Render every line of the listing below as a numbered list, skipping blank lines. Omit the pictures.

• _Records provided_:
Start
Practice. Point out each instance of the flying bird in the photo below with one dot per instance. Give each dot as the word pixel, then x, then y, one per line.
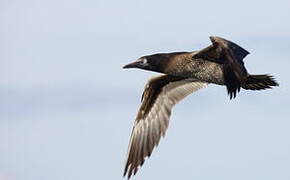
pixel 185 72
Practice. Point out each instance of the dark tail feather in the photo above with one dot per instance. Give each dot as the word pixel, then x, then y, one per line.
pixel 259 82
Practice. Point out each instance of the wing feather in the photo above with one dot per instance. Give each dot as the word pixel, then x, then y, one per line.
pixel 160 95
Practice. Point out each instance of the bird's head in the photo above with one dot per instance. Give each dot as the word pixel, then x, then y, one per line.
pixel 153 62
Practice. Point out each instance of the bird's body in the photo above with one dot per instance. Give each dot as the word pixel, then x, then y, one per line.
pixel 185 72
pixel 185 65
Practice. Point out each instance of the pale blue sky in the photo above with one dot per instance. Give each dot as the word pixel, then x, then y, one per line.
pixel 67 107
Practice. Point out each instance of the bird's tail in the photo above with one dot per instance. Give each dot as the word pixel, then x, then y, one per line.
pixel 259 82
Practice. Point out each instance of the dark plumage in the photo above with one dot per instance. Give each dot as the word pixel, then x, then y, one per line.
pixel 220 63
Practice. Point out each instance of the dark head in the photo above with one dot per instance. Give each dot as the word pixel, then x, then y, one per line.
pixel 153 62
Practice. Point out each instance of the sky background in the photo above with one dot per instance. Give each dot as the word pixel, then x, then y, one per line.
pixel 67 107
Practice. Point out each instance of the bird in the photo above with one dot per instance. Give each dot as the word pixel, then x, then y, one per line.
pixel 183 73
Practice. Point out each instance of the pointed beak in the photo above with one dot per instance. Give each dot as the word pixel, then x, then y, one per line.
pixel 131 65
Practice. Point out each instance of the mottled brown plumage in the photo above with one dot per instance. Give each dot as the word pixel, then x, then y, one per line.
pixel 220 63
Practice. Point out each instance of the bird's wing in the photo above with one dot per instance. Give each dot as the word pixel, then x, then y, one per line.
pixel 231 56
pixel 160 95
pixel 215 52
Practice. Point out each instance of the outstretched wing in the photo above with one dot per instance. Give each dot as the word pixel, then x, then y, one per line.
pixel 231 56
pixel 160 95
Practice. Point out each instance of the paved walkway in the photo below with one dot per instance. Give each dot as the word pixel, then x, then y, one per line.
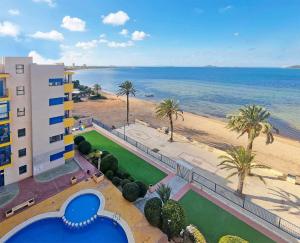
pixel 278 196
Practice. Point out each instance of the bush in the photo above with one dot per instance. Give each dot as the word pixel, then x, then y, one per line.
pixel 173 211
pixel 232 239
pixel 131 191
pixel 109 174
pixel 85 147
pixel 152 211
pixel 143 188
pixel 116 181
pixel 79 139
pixel 109 162
pixel 124 182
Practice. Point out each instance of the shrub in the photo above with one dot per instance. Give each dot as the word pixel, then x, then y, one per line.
pixel 116 181
pixel 232 239
pixel 85 147
pixel 131 191
pixel 152 211
pixel 109 162
pixel 78 140
pixel 143 188
pixel 173 218
pixel 109 174
pixel 124 182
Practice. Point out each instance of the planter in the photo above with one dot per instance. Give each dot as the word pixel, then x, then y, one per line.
pixel 73 180
pixel 151 188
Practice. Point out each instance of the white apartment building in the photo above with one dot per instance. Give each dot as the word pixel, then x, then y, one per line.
pixel 35 118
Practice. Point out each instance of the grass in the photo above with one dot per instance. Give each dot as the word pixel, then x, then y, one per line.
pixel 138 168
pixel 214 222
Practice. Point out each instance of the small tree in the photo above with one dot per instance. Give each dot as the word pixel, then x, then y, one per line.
pixel 126 88
pixel 240 160
pixel 169 109
pixel 164 192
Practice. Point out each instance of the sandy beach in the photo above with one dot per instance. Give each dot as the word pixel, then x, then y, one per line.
pixel 283 155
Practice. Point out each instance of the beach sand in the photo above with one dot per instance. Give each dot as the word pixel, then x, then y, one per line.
pixel 282 155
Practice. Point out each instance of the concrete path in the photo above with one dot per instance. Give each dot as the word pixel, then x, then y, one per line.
pixel 278 196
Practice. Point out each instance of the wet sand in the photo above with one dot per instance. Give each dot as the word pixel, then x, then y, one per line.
pixel 283 155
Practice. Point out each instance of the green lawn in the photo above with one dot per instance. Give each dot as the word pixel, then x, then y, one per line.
pixel 215 222
pixel 138 168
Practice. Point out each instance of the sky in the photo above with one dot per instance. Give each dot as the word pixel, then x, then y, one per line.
pixel 249 33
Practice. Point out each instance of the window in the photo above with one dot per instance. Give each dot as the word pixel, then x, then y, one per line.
pixel 55 81
pixel 21 132
pixel 19 69
pixel 56 156
pixel 20 112
pixel 55 120
pixel 22 152
pixel 56 138
pixel 22 169
pixel 20 90
pixel 69 148
pixel 56 101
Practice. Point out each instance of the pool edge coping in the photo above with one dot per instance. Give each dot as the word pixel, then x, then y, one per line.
pixel 61 212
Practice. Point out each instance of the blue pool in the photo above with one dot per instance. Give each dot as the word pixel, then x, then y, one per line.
pixel 79 209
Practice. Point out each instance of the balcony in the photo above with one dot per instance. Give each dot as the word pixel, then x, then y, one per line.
pixel 68 105
pixel 68 88
pixel 4 95
pixel 5 157
pixel 69 122
pixel 5 139
pixel 69 139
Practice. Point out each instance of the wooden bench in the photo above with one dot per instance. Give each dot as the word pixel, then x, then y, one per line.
pixel 12 211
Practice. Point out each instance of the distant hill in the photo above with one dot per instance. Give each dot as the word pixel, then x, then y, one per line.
pixel 294 66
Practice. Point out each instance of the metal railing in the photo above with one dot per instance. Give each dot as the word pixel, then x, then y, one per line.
pixel 209 185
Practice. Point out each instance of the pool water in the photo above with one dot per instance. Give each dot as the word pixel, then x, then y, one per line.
pixel 82 208
pixel 102 230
End
• _Solution to the exercise_:
1. Practice. Point out each instance of the flying bird in the photo below with one dot per instance. Give each dot as the word pixel, then x, then y, one per line.
2. pixel 185 72
3. Practice. Point out each instance of the dark tail feather in the photo above with one dot per instance. Give each dot as the word pixel, then x, then y, one per line.
4. pixel 259 82
5. Practice. Point out each instance of the wing feather in the photo above with one dot per instance. Give each dot as the word pixel, then x, then y, one per line.
6. pixel 160 95
7. Practice. Point out each instance of the bird's head in the photo above with one dot per instance. Give each dot as the word pixel, then x, then y, one per line.
8. pixel 153 62
9. Practice. Point out each instance of the bird's body in the photo above with one dot per instance. Give each dot as the word pixel, then x, then y, one per line.
10. pixel 185 72
11. pixel 185 65
12. Practice. Point out each instance of the pale blue sky in the photo above with one dot per instance. Give each dot as the word pixel, then x, then y, one per line.
13. pixel 67 107
14. Practice. Point out each instance of the bird's tail in the photo above with one dot per instance. Give each dot as the word pixel, then x, then y, one per line.
15. pixel 259 82
16. Practice. Point out each instance of the dark plumage in the photo above with one dot per instance. Give each dot as the word pixel, then x, then y, one per line.
17. pixel 220 63
18. Practice. Point out each instance of the dark head in the photo above with one dot per instance. Give each dot as the word pixel, then x, then y, one per line.
19. pixel 153 62
20. Practice. Point out each instance of the sky background in the photo above with one dot per instance. Give each dot as the word pixel, then x, then y, one per line.
21. pixel 67 107
22. Practice. Point out each instance of the bird in the photo above with one dot per instance. Give each dot as the word pixel, then x, then y, one per line.
23. pixel 183 73
24. Practice. Point out each instance of the pointed beak in the photo above with one dot per instance. Give each dot as the word pixel, then x, then y, one per line.
25. pixel 131 65
26. Practice. Point out each instance of the mottled brown plumage in the photo above with one dot per instance. Give each dot as the word pixel, then x, then y, one per line.
27. pixel 220 63
28. Practice. Point out each instance of the bird's wing in the photo above with one dot per instance. Give each dot as the word pixel, then x, then y, one per line.
29. pixel 231 56
30. pixel 160 95
31. pixel 215 52
32. Practice. Point out each instance of the outstretched wing in the photo above with one dot per instance. Give each dot as the word pixel, then x, then y, one per line.
33. pixel 231 56
34. pixel 160 95
35. Practice. Point out each instance of the paved walkway in the photo below with one dot per instance. Give each dot as the word pixel, then x, then y, one per line.
36. pixel 278 196
37. Practice. Point out each instance of the bush in the photo above with one dot per instance. Give each dot as the word pixel, then x, then y, one per line.
38. pixel 173 211
39. pixel 232 239
40. pixel 131 191
41. pixel 109 174
42. pixel 85 147
43. pixel 152 211
44. pixel 143 188
45. pixel 116 181
46. pixel 79 139
47. pixel 109 162
48. pixel 124 182
49. Practice. Point out each instance of the shrub in the photo above with one dot per instance. Give each dot as the word pixel, then x, then y, one per line.
50. pixel 116 181
51. pixel 232 239
52. pixel 85 147
53. pixel 131 191
54. pixel 152 211
55. pixel 109 162
56. pixel 78 140
57. pixel 143 188
58. pixel 173 218
59. pixel 109 174
60. pixel 124 182
61. Practice. Point out each instance of the planter in the photo above with one dot per instance. Give each dot as the word pixel, then x, then y, one per line.
62. pixel 73 180
63. pixel 151 188
64. Practice. Point out each instance of the white apartment building in the photo above with one dot per instance. Give each dot as the word pixel, then x, then y, one per line.
65. pixel 35 118
66. Practice. Point out each instance of the grass in the photo above with one dot per instance. Give each dot as the word pixel, then x, then y, one per line.
67. pixel 138 168
68. pixel 214 222
69. Practice. Point out each instance of the small tree in the photo above with one dot per instance. Give each dot as the word pixel, then x, then y, one per line.
70. pixel 126 88
71. pixel 240 160
72. pixel 169 109
73. pixel 164 192
74. Practice. Point out each instance of the sandy beach in the photo above with one dot per instance. Give each dot as the word pixel, then x, then y, one per line.
75. pixel 283 155
76. Practice. Point out each instance of the beach sand in the photo above with one dot per instance. Give each dot as the word pixel, then x, then y, one per line.
77. pixel 282 155
78. Practice. Point out each instance of the concrete path in the photo above with one dot per instance. Give each dot as the word pixel, then x, then y, one per line.
79. pixel 278 196
80. Practice. Point out each instance of the wet sand in the photo above with one dot per instance. Give each dot as the word pixel, then x, then y, one per line.
81. pixel 283 155
82. Practice. Point out each instance of the green lawn in the photo above with one dot per instance. Give each dot as the word pixel, then x, then y, one per line.
83. pixel 215 222
84. pixel 138 168
85. Practice. Point out each instance of the sky in the photo above with one dot per instance. Give each dot as the word pixel, then x, then y, one per line.
86. pixel 249 33
87. Practice. Point out each instance of the window in the photo above with one dot per instance. Give each dot as the word pixel, then x, then y, one per line.
88. pixel 55 81
89. pixel 21 132
90. pixel 19 69
91. pixel 56 156
92. pixel 20 112
93. pixel 55 120
94. pixel 22 152
95. pixel 56 138
96. pixel 22 169
97. pixel 20 90
98. pixel 69 148
99. pixel 56 101
100. Practice. Point out each instance of the pool edge coping in the photo above with one dot per instance. Give each dot as the word pixel, then x, then y, one per line.
101. pixel 61 212
102. Practice. Point out each instance of the blue pool in the photo above with one dot per instance. Give each dot as the word pixel, then x, then y, one per line.
103. pixel 79 209
104. Practice. Point out each instance of the balcony in the photo above with one dot per instance. Give each dot as the word pixel, then x, then y, one per line.
105. pixel 68 105
106. pixel 68 88
107. pixel 4 95
108. pixel 5 157
109. pixel 69 122
110. pixel 5 139
111. pixel 69 139
112. Practice. Point out each instance of the wooden bench in the photo above with one dot per instance. Give each dot as the word pixel, then x, then y, one per line.
113. pixel 12 211
114. Practice. Point out each instance of the distant hill in the photo above with one dot per instance. Give each dot as the word pixel, then x, then y, one per line.
115. pixel 294 66
116. Practice. Point out each instance of the metal railing in the photo above with one dot per instance. Give each dot as the word pixel, then x, then y, one per line.
117. pixel 209 185
118. Practice. Point out each instance of the pool water in the photo above with one dot per instance. Give each dot as the word pixel, then x, then y, one per line.
119. pixel 82 208
120. pixel 102 230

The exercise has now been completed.